+++ SOURCE MATERIAL +++

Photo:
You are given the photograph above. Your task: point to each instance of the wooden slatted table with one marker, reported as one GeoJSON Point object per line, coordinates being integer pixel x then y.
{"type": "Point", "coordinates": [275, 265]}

+++
+++ SOURCE MATERIAL +++

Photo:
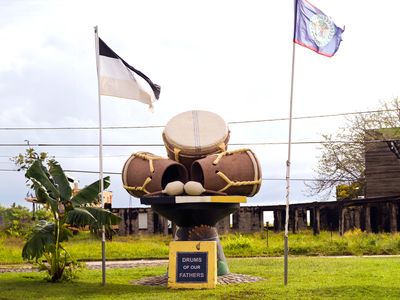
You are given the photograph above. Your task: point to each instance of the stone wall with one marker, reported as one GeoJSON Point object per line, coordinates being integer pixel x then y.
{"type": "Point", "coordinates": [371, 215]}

+++

SET EXERCISE:
Pick out every line in the rows above that contains the word "with", and copy each such line in full. Case matters.

EXERCISE RESULT:
You are given the photograph above. Your task: point to each instance of the wooden slatted table with one marker, reported as one GeoJSON Point object per line, coordinates being integer pixel x then y.
You are given the photograph above. Your task: point to each instance of the stone wall with one marker, reported as one GeoJSON Point object per line, coordinates being integer pixel x then y.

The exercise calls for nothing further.